** Dataset content follows **

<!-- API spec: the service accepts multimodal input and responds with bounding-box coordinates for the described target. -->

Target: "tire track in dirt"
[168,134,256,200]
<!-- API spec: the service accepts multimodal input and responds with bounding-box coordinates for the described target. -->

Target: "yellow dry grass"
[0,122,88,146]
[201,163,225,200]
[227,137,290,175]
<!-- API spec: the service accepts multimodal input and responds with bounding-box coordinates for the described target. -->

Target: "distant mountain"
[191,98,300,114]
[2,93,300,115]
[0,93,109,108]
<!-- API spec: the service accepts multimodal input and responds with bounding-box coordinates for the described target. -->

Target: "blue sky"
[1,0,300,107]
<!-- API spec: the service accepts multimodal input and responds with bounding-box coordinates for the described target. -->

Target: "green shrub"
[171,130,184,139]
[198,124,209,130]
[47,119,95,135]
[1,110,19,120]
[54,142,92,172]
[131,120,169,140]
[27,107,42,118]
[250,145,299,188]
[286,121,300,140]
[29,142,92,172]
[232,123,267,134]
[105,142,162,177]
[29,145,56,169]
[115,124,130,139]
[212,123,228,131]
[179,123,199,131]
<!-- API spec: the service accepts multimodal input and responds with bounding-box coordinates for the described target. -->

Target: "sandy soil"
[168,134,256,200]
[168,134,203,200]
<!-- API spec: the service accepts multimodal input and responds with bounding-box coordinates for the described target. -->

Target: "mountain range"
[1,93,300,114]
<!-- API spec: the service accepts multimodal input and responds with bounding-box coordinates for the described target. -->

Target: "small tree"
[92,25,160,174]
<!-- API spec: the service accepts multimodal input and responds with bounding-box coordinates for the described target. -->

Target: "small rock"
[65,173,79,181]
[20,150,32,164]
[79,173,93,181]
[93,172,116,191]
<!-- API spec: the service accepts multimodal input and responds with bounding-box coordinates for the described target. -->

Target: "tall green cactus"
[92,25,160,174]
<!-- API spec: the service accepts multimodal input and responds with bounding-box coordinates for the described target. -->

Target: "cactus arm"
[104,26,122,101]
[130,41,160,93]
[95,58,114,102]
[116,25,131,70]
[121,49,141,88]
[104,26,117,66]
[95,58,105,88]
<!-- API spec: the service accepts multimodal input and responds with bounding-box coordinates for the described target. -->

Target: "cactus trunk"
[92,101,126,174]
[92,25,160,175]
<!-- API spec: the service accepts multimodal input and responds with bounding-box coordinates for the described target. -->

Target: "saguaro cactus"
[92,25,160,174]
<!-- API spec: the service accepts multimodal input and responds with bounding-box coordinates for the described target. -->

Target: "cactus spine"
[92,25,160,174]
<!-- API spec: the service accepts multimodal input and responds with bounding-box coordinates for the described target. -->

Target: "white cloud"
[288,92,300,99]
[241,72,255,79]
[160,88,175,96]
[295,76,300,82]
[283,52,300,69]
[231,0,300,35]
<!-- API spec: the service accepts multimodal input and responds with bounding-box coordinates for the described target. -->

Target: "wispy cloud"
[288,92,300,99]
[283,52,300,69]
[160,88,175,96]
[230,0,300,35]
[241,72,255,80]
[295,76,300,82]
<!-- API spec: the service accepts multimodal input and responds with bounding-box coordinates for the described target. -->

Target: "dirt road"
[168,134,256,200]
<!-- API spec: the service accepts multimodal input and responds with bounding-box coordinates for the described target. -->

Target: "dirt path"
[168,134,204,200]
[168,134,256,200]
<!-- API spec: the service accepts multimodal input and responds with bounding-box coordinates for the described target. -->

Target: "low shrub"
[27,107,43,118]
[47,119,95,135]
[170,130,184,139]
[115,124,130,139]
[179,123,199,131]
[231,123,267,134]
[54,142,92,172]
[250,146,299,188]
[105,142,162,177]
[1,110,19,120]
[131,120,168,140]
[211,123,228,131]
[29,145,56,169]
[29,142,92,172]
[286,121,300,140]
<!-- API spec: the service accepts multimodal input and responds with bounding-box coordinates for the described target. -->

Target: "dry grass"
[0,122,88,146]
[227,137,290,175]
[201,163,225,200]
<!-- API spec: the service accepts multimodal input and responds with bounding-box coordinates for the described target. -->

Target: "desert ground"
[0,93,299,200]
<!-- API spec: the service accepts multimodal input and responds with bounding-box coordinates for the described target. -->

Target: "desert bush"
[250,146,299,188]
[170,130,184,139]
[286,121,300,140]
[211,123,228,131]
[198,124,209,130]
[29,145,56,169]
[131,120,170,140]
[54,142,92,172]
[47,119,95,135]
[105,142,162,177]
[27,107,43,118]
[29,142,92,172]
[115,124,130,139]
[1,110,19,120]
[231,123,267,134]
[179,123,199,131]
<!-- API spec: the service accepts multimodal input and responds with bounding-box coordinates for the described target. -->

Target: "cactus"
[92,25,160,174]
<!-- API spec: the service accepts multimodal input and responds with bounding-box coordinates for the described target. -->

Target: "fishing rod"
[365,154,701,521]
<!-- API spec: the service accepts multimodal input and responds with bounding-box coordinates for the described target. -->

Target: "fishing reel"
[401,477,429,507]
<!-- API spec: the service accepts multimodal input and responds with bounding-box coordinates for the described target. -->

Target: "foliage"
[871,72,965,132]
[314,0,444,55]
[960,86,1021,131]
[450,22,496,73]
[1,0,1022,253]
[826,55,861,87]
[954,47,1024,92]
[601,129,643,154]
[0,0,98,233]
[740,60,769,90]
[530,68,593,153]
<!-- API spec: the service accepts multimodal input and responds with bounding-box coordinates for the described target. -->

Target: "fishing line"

** End of Dataset content **

The records shown above must be returned in full, exactly as written.

▸ Reply
<!-- API spec: the service accepts multimodal input and responds with bounding-box coordinates for the described target. -->

Target: "tire track in dirt"
[168,134,256,200]
<!-- API spec: the service accepts multimodal input and responds with bounding-box coordinates for the described target. -->

Target: "yellow dry grass"
[0,122,88,146]
[201,163,225,200]
[227,137,290,175]
<!-- API spec: the service accepts multimodal input and responds with bounding-box coordinates for the described target. -->

Target: "distant mountain"
[191,98,300,114]
[2,93,300,115]
[0,93,109,108]
<!-- API spec: the service accepts multimodal input and responds with bounding-box coordinates for the described target. -->

Target: "blue sky"
[1,0,300,107]
<!-- API spec: the service accepts multimodal input and responds with bounding-box coordinates for the described target. -->

Target: "green shrub"
[171,130,184,139]
[198,124,209,130]
[47,119,95,135]
[1,110,19,120]
[54,142,92,172]
[131,120,169,140]
[27,107,42,118]
[250,145,299,188]
[286,121,300,140]
[29,142,92,172]
[232,123,267,134]
[105,142,162,177]
[29,145,56,169]
[115,124,130,139]
[212,123,228,131]
[179,123,199,131]
<!-- API spec: the service accepts multimodal input and responds with bounding-box coordinates for the described target. -->

Target: "sandy soil"
[168,134,256,200]
[168,134,203,200]
<!-- API spec: the service accepts multimodal input and responds with bounding-box coordinates for the described target. -->

Target: "mountain range"
[1,93,300,114]
<!-- API spec: the service accepts multimodal input and responds with bounding-box coordinates for the described target. -->

Target: "small tree"
[92,25,160,174]
<!-- API spec: the service accepts multimodal input and responds with bounding-box coordinates for the described target. -->

Target: "small rock"
[65,173,79,181]
[20,150,32,164]
[79,173,93,181]
[93,172,116,191]
<!-- API spec: the service accepts multimodal input and responds with bounding-box coordinates for the described target. -->

Target: "tall green cactus"
[92,25,160,174]
<!-- API spec: the service accepts multimodal input and responds with bounding-box coordinates for the described target. -->

Target: "cactus arm"
[104,26,122,101]
[130,41,160,93]
[95,58,114,102]
[116,25,131,70]
[121,49,141,88]
[104,26,117,66]
[95,58,105,88]
<!-- API spec: the service accepts multimodal input and responds with bounding-box coordinates for the described target. -->

Target: "cactus trunk"
[92,101,126,174]
[92,25,160,175]
<!-- API spec: the service accepts multimodal input and responds with bounding-box coordinates for the described target. -->

Target: "saguaro cactus"
[92,25,160,174]
<!-- API spec: the service accepts multimodal input and responds with bounding-box coordinates for the described target. -->

Target: "cactus spine"
[92,25,160,174]
<!-- API spec: the service accepts multimodal input and responds with bounding-box coordinates for the described target. -->

Target: "white cloud"
[288,92,300,99]
[241,72,255,79]
[160,88,175,96]
[295,76,300,82]
[283,52,300,69]
[231,0,300,35]
<!-- API spec: the service accepts multimodal input and responds with bounding-box coordinates for the described target. -->

Target: "wispy cloud"
[288,92,300,99]
[283,52,300,69]
[160,88,175,96]
[230,0,300,35]
[241,72,255,80]
[295,76,300,82]
<!-- API spec: the service accepts multimodal input and responds with bounding-box coordinates for the described target. -->

Target: "dirt road"
[168,134,256,200]
<!-- API spec: the service accepts multimodal input and responds with bounding-box coordinates for the described target. -->

Target: "dirt path"
[168,134,204,200]
[168,134,256,200]
<!-- API spec: the service accepts multimodal input and responds with bounding-box coordinates for the described target. -->

Target: "low shrub"
[27,107,43,118]
[47,119,95,135]
[170,130,184,139]
[115,124,130,139]
[179,123,199,131]
[231,123,267,134]
[54,142,92,172]
[250,146,299,188]
[105,142,162,177]
[1,110,19,120]
[131,120,168,140]
[211,123,228,131]
[29,145,56,169]
[29,142,92,172]
[286,121,300,140]
<!-- API spec: the service accepts multimodal input and responds with bounding-box coordinates for the described target. -->

Target: "dry grass"
[0,122,88,146]
[227,137,290,175]
[201,163,225,200]
<!-- API spec: the service accepts multimodal input and responds with bounding-box coordinates for the described target. -->

Target: "desert ground"
[0,93,299,200]
<!-- API spec: the service accepts multimodal input and responds with bounding-box coordinates for the described target. -->

Target: "desert bush"
[250,146,299,188]
[170,130,184,139]
[286,121,300,140]
[211,123,228,131]
[198,124,209,130]
[29,145,56,169]
[131,120,170,140]
[54,142,92,172]
[47,119,95,135]
[105,142,162,177]
[27,107,43,118]
[29,142,92,172]
[115,124,130,139]
[1,110,19,120]
[231,123,267,134]
[179,123,199,131]
<!-- API spec: the service accepts multimodal input and responds with bounding-box coordinates for the described target. -->

Target: "cactus"
[92,25,160,174]
<!-- API spec: the service accepts multimodal input and responds with bounding-box coordinates for the described target. -->

Target: "fishing rod"
[365,154,701,521]
<!-- API spec: the service accepts multimodal input and responds with bounding-box coordinates for the described target. -->

Target: "fishing reel"
[401,477,429,507]
<!-- API spec: the service accepts multimodal input and responds with bounding-box coordinates for the described target. -->

Target: "foliage"
[871,72,965,132]
[314,0,444,55]
[960,86,1021,131]
[450,22,496,73]
[1,0,1022,253]
[826,55,861,87]
[954,47,1024,92]
[601,129,643,154]
[0,0,98,233]
[740,60,769,90]
[530,68,593,153]
<!-- API spec: the service accepts multimodal input and responds with bounding-box coordinates for the described target. -->

Target: "fishing line"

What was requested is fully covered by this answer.